Please make an exact transcription of all the data that follows.
··· RECORDS FOR PROCESSING
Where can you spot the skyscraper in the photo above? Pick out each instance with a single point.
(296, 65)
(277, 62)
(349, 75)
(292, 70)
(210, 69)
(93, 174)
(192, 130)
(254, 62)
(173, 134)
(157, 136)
······
**WORKED SOLUTION**
Where can you spot the skyscraper in the photo above? Pick out each instance with a single point.
(296, 65)
(277, 62)
(349, 75)
(292, 70)
(210, 69)
(93, 174)
(192, 130)
(254, 62)
(173, 134)
(157, 136)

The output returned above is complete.